À faire –
• 1. Réponds à ces questions sur le texte sur Carbone modifié :
(a) Quel lieutenant est chargé de l'enquête ?
(b) De quelle planète Kovacs est-il originaire ?
(c) Pour combien d'années l'esprit de l'ex-flic est-il en stockage ?
• 2. Pour chaque affirmation, dis si elle s'accorde avec le texte sur Carbone modifié, en citant les mots qui le montrent :
(a) La police poursuit activement son enquête sur Laurens Bancroft.
(b) Kovacs est un ancien Diplo.
(c) L'histoire se passe au 21e siècle.
• 3. Écris la suite du texte sur Carbone modifié après sa dernière phrase.

Texte –
------
Carbone modifié – Richard Morgan

Carbone Modifié de Richard Morgan

Carbone modifié, tome 1

Bragelonne – Milady

Prix Philip K. Dick

 

Tout laisse penser que Laurens Bancroft s’est fait sauter le caisson. Proprement, radicalement et sûrement. La police en est convaincue et a laissé tomber une enquête de pure routine. Le lieutenant Ortega en charge de celle-ci ne porte pas le bonhomme dans son cœur… Aussi Bancroft a-t-il pris les choses en main et engagé une pointure. Non, je ne débloque pas en raison d’agapes prolongées, vous avez bien lu : Laurens Bancroft a décidé de s’offrir les service de Kovacs, un ancien Diplo, l’élite des combattants.

Sans doute, dois-je préciser le « comment s’est possible ». C’est tout simple, Bancroft possède une minuscule pile au niveau de sa nuque qui lui permet de ressusciter… éternellement, dans un clone, un autre corps ou un synthétique. D’ailleurs, notre détective privé n’est pas natif de la Terre, et s’est fait expédié via une transmission spatiale du tonnerre depuis sa planète Harlan dans le corps d’un ex-flic, tombé pour corruption dont l’esprit est en stockage pour 200 ans.

Bienvenus au 26° siècle sur cette bonne vieille planète bleue!
------
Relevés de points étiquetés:

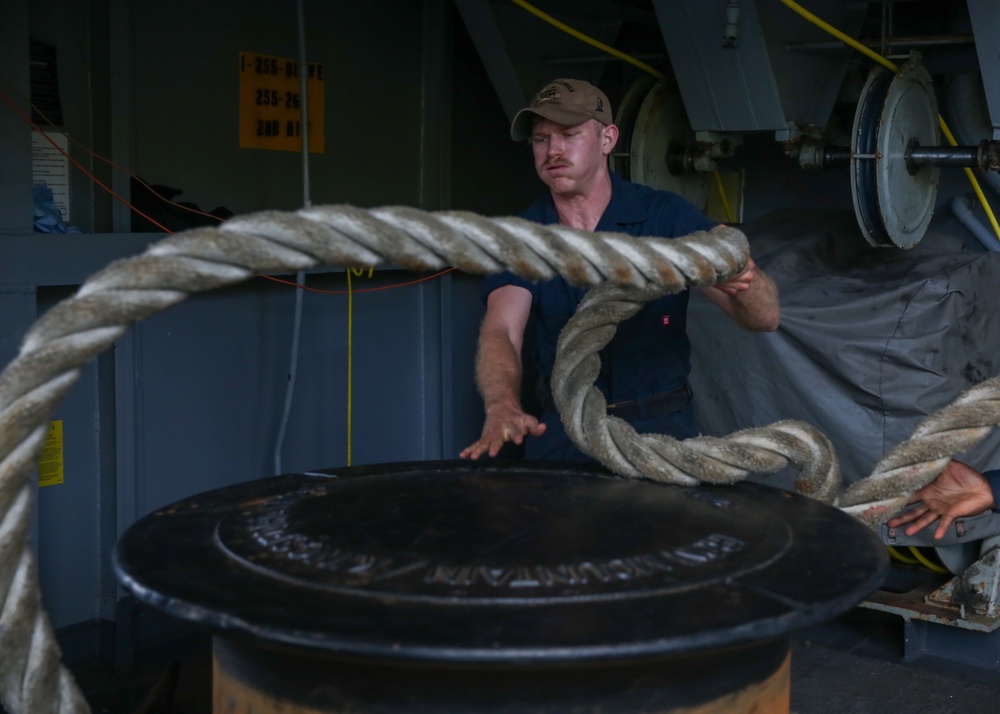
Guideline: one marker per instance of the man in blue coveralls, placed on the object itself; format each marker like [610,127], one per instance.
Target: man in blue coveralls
[569,125]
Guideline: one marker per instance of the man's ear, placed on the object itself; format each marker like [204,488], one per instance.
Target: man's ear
[609,137]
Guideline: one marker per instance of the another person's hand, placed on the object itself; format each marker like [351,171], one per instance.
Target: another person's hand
[504,423]
[958,491]
[740,283]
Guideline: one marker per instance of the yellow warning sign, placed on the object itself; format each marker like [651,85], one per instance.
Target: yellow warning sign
[50,464]
[270,103]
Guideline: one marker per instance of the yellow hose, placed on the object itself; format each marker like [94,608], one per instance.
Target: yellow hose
[934,567]
[589,40]
[850,41]
[622,56]
[900,557]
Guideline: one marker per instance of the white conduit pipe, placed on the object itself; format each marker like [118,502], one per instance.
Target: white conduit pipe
[963,207]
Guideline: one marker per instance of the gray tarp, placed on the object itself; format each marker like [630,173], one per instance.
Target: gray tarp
[871,340]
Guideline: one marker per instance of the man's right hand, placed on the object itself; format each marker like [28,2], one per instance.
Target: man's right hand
[504,423]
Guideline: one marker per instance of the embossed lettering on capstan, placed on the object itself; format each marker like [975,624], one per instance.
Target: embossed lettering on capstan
[269,531]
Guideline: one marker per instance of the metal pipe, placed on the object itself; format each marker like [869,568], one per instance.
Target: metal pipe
[892,45]
[985,156]
[943,156]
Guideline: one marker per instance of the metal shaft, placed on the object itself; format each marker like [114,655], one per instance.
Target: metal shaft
[985,156]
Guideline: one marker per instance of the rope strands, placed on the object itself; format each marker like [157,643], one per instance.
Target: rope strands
[628,271]
[914,463]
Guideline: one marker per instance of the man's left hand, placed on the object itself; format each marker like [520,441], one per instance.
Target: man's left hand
[741,282]
[958,491]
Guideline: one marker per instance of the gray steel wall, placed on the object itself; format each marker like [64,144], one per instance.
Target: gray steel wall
[191,399]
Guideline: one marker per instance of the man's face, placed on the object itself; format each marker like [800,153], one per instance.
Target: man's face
[569,159]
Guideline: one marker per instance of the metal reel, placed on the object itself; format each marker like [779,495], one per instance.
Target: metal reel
[895,114]
[654,133]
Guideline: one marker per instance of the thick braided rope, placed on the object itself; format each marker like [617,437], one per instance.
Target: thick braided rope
[32,678]
[914,463]
[612,441]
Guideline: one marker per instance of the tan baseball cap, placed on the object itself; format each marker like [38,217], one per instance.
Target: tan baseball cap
[564,101]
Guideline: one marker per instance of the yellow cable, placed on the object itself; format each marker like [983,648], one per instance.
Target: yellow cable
[722,195]
[925,562]
[350,350]
[900,557]
[889,65]
[589,40]
[622,56]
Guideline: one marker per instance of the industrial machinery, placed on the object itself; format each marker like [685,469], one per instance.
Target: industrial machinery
[855,94]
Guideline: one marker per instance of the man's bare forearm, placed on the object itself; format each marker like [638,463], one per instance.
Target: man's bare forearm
[498,369]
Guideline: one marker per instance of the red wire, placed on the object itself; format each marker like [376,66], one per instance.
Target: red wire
[93,178]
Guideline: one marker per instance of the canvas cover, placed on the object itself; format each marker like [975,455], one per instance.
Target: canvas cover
[871,340]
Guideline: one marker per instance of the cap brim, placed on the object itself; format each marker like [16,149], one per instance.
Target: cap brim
[520,128]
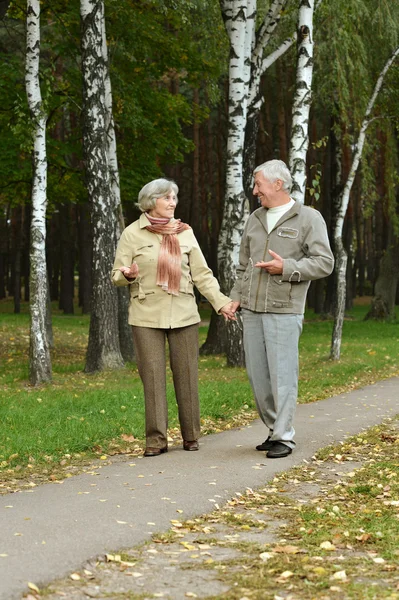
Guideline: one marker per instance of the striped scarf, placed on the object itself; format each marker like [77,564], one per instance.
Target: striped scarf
[169,260]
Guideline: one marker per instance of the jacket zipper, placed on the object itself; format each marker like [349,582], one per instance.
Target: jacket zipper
[260,274]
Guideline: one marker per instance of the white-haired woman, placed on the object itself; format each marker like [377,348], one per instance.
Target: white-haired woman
[159,257]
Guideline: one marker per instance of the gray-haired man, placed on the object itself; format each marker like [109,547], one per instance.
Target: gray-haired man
[284,247]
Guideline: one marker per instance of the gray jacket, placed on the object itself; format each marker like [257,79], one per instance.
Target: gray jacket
[300,238]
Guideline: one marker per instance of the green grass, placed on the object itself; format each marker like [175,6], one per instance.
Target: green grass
[88,414]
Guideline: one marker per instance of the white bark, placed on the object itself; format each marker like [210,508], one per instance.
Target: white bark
[264,35]
[302,100]
[125,334]
[103,349]
[341,255]
[40,360]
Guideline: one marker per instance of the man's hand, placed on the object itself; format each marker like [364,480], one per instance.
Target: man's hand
[275,266]
[228,311]
[130,272]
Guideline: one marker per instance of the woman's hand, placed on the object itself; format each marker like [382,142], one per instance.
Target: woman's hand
[275,266]
[130,272]
[228,311]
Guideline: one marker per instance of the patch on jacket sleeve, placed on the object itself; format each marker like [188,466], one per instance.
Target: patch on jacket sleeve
[287,232]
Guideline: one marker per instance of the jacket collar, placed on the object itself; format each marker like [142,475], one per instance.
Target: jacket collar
[260,214]
[144,222]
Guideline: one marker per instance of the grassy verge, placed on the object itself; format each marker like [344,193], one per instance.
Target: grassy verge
[78,417]
[328,530]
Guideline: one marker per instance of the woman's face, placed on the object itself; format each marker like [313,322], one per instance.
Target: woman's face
[164,207]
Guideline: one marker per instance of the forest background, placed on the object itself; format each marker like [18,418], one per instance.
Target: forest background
[169,67]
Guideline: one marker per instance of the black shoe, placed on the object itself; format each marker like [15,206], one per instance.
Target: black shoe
[266,445]
[155,451]
[279,450]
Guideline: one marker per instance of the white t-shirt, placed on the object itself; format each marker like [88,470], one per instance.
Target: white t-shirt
[275,213]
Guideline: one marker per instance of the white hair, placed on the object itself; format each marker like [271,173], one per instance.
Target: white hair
[158,188]
[276,169]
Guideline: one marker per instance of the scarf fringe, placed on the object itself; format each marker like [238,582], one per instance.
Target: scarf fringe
[169,260]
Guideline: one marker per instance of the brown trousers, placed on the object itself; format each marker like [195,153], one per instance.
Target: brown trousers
[149,345]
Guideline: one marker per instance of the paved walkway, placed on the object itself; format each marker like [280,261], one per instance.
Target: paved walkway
[49,531]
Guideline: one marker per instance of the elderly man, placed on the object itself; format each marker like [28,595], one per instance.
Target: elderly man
[284,247]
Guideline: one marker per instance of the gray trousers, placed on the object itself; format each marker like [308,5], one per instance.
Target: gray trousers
[271,357]
[149,345]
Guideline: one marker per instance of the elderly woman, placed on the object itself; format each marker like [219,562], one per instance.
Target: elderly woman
[160,259]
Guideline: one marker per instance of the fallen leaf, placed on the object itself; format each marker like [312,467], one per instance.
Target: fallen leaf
[340,575]
[287,549]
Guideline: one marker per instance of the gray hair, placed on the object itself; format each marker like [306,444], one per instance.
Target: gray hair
[158,188]
[276,169]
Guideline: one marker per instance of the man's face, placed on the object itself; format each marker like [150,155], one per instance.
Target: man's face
[266,190]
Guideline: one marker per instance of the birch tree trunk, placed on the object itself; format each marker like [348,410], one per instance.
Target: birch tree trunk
[383,303]
[259,65]
[123,293]
[340,253]
[103,350]
[302,101]
[39,353]
[239,17]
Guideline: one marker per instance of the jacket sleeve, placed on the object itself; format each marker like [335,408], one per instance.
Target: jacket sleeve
[244,258]
[317,260]
[204,279]
[123,258]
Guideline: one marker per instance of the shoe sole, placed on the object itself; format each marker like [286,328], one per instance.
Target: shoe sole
[162,451]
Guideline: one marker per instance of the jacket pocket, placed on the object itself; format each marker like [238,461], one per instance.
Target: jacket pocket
[288,232]
[281,293]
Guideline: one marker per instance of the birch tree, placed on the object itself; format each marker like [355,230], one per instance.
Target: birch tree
[39,354]
[302,101]
[341,257]
[103,350]
[123,294]
[239,17]
[246,66]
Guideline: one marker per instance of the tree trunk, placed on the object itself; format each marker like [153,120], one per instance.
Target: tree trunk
[40,360]
[67,284]
[85,256]
[103,350]
[341,257]
[341,260]
[302,101]
[123,294]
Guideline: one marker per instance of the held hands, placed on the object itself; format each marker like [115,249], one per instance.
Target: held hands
[228,311]
[275,266]
[130,272]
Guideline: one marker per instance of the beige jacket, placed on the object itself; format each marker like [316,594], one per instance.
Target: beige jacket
[150,306]
[300,238]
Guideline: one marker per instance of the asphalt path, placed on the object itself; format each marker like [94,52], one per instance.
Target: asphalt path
[50,530]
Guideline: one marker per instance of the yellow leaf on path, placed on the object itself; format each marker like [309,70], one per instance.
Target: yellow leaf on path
[286,575]
[287,549]
[265,556]
[340,575]
[188,546]
[113,557]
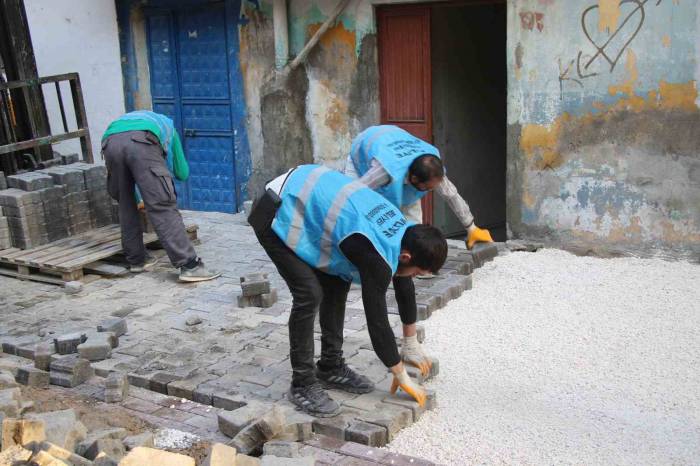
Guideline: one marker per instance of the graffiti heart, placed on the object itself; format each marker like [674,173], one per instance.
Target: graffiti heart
[606,49]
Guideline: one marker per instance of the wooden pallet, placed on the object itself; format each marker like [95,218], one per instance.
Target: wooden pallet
[65,260]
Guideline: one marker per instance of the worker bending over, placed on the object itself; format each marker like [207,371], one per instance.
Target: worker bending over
[323,231]
[141,149]
[403,168]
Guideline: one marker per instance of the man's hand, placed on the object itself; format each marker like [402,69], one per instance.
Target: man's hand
[412,353]
[476,234]
[409,386]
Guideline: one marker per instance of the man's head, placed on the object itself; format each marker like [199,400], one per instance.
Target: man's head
[423,251]
[426,172]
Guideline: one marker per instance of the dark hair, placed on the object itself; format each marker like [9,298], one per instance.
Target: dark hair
[427,246]
[425,167]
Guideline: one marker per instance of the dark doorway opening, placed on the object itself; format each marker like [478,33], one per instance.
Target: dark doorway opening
[468,50]
[457,102]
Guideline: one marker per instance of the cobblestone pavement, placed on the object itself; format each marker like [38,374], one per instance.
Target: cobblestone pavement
------
Réponses –
• 1.
(a) Le lieutenant Ortega.
(b) La planète Harlan.
(c) 200 ans.

• 2.
(a) Non : « La police en est convaincue et a laissé tomber une enquête de pure routine. »
(b) Oui : « un ancien Diplo, l’élite des combattants ».
(c) Non : « Bienvenus au 26° siècle sur cette bonne vieille planète bleue! »

• 3.
L’éternité est à vous! La grande Faucheuse a perdue de son aura et de sa puissance, renversée, culbutée par un bond technologique sans précédent. L’humanité – tel le lapin de base – a essaimé sa progéniture dans les 4 coins de la galaxie. L’unité est presque faite sous la bannière étoilée du protectorat des Nations Unies. Les quelques récalcitrants sont priés de rentrés dans le rang, ce qu’ils font généralement avec empressement. Il faut dire que les NU ont un argument de poids : les Diplos, une force de frappe qui ferait pâlir de jalousie les demi-Dieux eux-mêmes et renverraient larmoyant dans les jupes de leur mère les plus grands héros de l’antiquité. Limite psychopathe, les réflexes et la puissance augmentée par des améliorations techniques (les neurachem), ces combattants sont le bras armés d’une démocratie ferme et décidée. Et pourtant, le combattant ultime serait plutôt l’ultra-ninja, une enveloppe corporelle conçue pour le combat rapproché.

Car dans ce monde, vous pouvez changer de corps comme de chemise – ou presque – il suffit d’en avoir les moyens… Et en prime assouvir tous les fantasmes d’ordre esthétique, empirique ou les très cochons. C’est par l’intermédiaire de Kovacs, de son enquête, de ses souvenirs et de ses cauchemars que Richard Morgan dévoile l’univers complexe et psychotique qu’il a concocté. Beaucoup de tabous sont accessibles et de nombreuses opportunités sont offertes aux audacieux, aux fortunés et/ou aux personnes d’expérience dont Bancroft – trois siècles au compteur. Ce sont là toutes les immenses facultés des Maths. Loin d’être un référence à Euclide ou à Pascal, elle aurait pu avoir un rapport avec le vin -pas le contenu  mais le contenant – s’agissant des Mathusalem. Ce milieu élitiste vit à la marge de la société, trop éloigné des considérations communes, trop blasé pour les plaisirs simples  et surtout trop riche de temps pour accepter les règles du jeu. Le sublime côtoie le sordide,  la beauté l’abject.

Bref, toujours es-il que Bancroft s’est étalé la matière grise sur le mur de son bureau (sans chandelier), mais est convaincu qu’il s’agit d’un assassinat. Qui? pourquoi? Charge à Kovacs de le découvrir.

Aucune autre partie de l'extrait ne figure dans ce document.